Include in the output the line containing "towel and record integer pixel coordinates." and each subsequent line of the records, through the end, transcribed exactly. Add nothing else.

--- start Data shown ---

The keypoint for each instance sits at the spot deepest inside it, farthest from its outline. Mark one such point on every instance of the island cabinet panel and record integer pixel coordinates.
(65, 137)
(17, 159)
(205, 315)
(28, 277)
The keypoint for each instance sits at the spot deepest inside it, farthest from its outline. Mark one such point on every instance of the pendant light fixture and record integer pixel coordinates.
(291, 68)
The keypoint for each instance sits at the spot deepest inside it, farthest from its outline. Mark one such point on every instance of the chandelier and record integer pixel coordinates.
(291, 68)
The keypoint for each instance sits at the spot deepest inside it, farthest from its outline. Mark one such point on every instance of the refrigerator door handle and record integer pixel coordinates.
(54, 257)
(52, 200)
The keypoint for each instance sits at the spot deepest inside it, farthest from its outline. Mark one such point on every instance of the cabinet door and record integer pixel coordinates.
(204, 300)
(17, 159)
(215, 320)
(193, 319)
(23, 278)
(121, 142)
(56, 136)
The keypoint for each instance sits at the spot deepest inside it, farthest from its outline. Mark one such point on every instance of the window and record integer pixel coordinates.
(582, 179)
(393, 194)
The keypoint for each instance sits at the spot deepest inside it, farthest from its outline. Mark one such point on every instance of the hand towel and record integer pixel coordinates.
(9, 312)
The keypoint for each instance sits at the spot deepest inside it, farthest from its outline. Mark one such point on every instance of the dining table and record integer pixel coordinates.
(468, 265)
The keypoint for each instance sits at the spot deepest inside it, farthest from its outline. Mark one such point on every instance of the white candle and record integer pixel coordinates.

--- end Data shown ---

*Response to this exercise:*
The keypoint for each instance sits at the spot deepest inside it, farthest from its outline. Mark one such point on every instance of the hand towel and record integer pixel coordinates.
(9, 312)
The keypoint for each instance sits at the spot deepest inside it, farthest from its outline. Mark one such point on every instance of the dining table and record integer pixel coordinates.
(468, 265)
The keypoint for each instance sits at the spot deepest inside it, farthest from its outline. Mark one such point on every instance of the white candle and record integer pixel coordinates.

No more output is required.